I have no answer to this problem. Tanzania, for example, cannot go back to the 1930s when going to school was a matter of luck-and the agreement of parents who could see little point in it. Now the majority of our mothers and fathers are at least literate-thanks mostly to the literacy drives of the 1970s and early 80s.The parents today besiege a new school or new class, demanding entrance for their child. On what basis does a head-teacher choose among them? Should that responsibility be left on their shoulders?

For it can be argued that when available public resources are scant, it is absurd for a government to continue wasting money on a pretense of educating everyone and thus being unable yo give a good education to anyone-even to a critical mass of youngsters. The argument continues: What the society needs most is not Universal Primary Education, but a core of very well trained teachers for what you hope will be a better future. Also, good quality technicians and scientists are clearly going to be needed if an organized and peaceful society is to survive-much less prosper-in the 21st Century.

The logic of that argument is attractive. Yet if primary education is not to be available to every child, how are you to know which will benefit most from a good education and thus be of most use to the society in future? And how could anyone decide which type of education be given to which chosen child-academically generalists to various levels, or technical or scientific in one specialty or another? Also: what is to happen to the majority of children denied any education? Is it not likely that a large number of these children-perhaps especially those in the towns-will later cause social problems which are expensive to deal with?

Those are practically questions. There are moral issues also. A selective system of primary education is based on the assumption that human being are NOT equal. What President or government is willing to act on that basis? And if the they are willing to act on basis of human inequality as regards education, what is there to stop them as regards voting rights, equality before the law and so forth.

And in Africa if every child does not go to school those to be left out will be mostly the girls. Yet Primary Education for all, at least in Africa, requires full commitment from the state.

The fact remain, however, increasingly, it is possible for governments to choose only between evils. A pretense of universal education-whether it be primary or secondary-is itself evil: is it any better than finding some way of giving a modern education to a few through some systems of selection? After all, that is in practice what a country like Tanzania does now as regards secondary education, and later tertiary education, despite the poor basis for selection at the majority of our primary schools. And even at these senior levels, the quality of the education given now suffers from the government being unable to pay for adequate books and equipment’s, etc.

——

[Challenge 1] List every time period the essay on universal schooling names, in the order they appear.
[Challenge 2] Reproduce the essay on universal schooling word for word from "The logic of" to "to deal with?".
The material after this essay on universal schooling isn't needed here.

[Data]
——

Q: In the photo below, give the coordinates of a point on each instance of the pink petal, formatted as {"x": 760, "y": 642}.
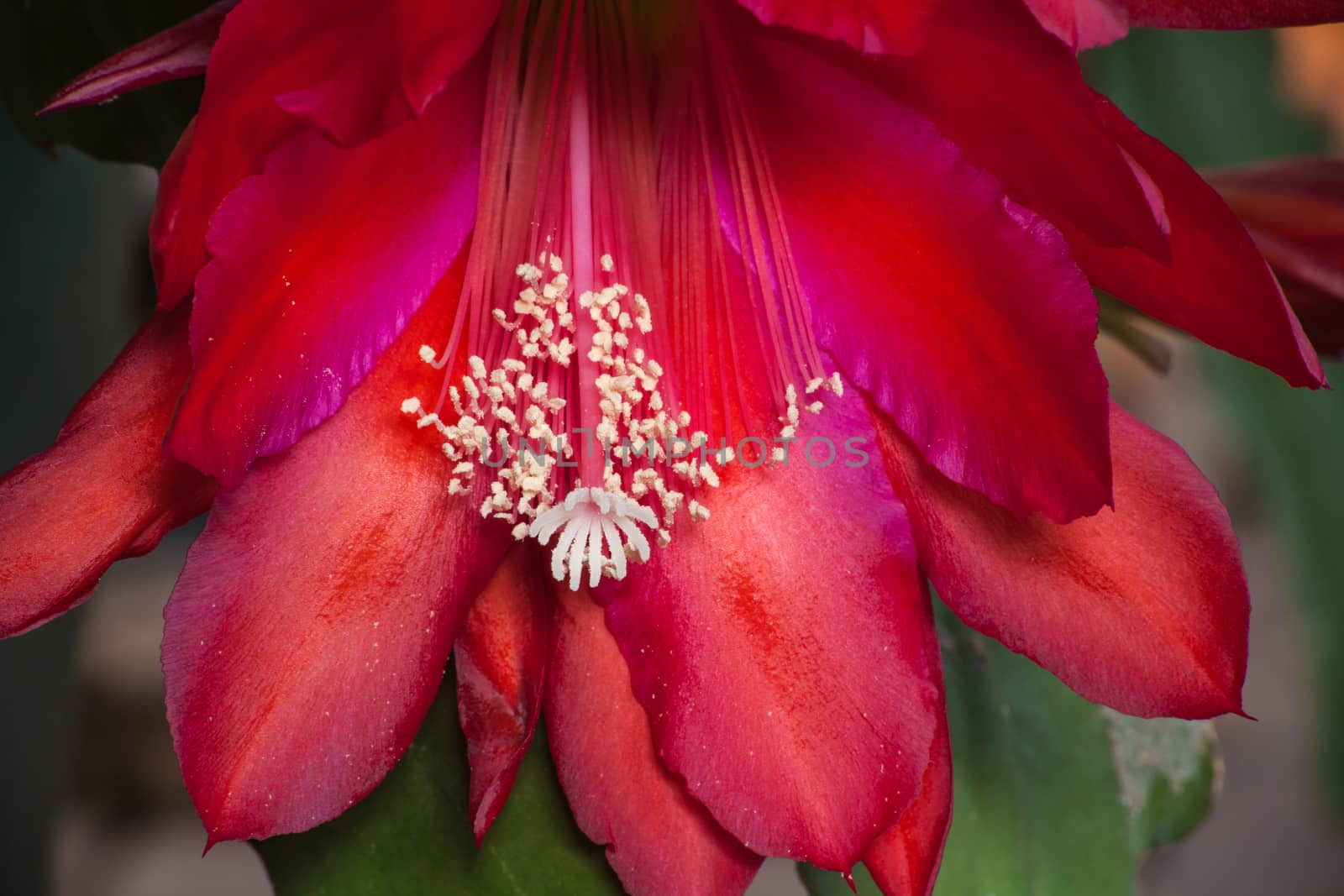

——

[Solution 1]
the 1930s
the 1970s
the early 80s
the 21st Century

[Solution 2]
The logic of that argument is attractive. Yet if primary education is not to be available to every child, how are you to know which will benefit most from a good education and thus be of most use to the society in future? And how could anyone decide which type of education be given to which chosen child-academically generalists to various levels, or technical or scientific in one specialty or another? Also: what is to happen to the majority of children denied any education? Is it not likely that a large number of these children-perhaps especially those in the towns-will later cause social problems which are expensive to deal with?